**Set task**:
Count the lines in the items below that contain the string "Where", treating case as significant. Reply with the number alone.

╭─ Data to use

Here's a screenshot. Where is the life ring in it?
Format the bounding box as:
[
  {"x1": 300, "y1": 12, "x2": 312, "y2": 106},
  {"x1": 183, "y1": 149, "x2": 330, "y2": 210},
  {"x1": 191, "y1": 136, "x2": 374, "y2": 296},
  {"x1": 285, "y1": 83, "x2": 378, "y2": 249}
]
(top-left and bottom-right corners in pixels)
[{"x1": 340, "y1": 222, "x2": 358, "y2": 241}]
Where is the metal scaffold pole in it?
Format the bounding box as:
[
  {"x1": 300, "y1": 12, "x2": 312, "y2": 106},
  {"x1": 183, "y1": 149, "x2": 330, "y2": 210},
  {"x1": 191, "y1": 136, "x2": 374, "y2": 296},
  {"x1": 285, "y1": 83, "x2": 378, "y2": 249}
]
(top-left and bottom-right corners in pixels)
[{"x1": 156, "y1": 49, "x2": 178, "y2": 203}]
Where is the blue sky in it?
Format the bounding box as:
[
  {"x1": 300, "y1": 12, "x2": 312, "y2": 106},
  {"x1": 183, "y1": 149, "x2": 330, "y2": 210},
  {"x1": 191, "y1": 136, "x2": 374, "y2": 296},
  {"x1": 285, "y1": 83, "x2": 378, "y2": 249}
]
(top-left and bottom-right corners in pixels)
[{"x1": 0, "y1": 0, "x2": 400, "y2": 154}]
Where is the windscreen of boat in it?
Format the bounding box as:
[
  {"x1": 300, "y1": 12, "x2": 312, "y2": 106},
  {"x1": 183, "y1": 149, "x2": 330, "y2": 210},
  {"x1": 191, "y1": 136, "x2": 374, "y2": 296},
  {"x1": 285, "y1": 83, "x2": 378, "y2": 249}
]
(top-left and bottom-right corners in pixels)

╰─

**Solution to this task**:
4